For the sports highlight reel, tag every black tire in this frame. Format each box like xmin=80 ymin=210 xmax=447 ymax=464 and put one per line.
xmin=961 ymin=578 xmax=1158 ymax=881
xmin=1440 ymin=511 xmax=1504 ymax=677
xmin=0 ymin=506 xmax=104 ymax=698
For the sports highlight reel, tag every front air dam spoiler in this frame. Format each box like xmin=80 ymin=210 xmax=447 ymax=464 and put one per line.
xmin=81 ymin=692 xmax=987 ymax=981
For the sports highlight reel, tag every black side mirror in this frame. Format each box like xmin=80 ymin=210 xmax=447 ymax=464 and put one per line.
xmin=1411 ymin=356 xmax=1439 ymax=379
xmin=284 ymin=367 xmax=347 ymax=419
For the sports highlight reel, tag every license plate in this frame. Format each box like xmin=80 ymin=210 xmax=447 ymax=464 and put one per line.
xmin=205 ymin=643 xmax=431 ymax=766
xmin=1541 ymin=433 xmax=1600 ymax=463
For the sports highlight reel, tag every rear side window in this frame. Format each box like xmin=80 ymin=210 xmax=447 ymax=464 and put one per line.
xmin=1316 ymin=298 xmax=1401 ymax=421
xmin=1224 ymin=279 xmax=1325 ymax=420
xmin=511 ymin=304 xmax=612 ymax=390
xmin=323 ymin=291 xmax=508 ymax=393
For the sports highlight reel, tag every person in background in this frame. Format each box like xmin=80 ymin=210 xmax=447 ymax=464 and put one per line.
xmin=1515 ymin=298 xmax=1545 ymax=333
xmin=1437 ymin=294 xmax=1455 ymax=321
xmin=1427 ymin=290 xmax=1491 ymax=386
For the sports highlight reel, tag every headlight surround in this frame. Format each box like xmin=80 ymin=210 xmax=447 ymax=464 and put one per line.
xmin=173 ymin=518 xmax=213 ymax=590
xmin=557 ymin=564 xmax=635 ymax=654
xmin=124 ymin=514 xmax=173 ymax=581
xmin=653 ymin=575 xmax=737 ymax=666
......
* _About this task_: Repeat word for word from the line holding "For the sports highlight reel, tag every headlight" down to the last line above, including both.

* _Solution for this task_:
For the sports highlight reel, tag every headlight surround in this frame. Format each box like xmin=80 ymin=210 xmax=447 ymax=464 and put one per line.
xmin=173 ymin=518 xmax=213 ymax=590
xmin=557 ymin=564 xmax=635 ymax=654
xmin=124 ymin=514 xmax=173 ymax=581
xmin=653 ymin=575 xmax=737 ymax=666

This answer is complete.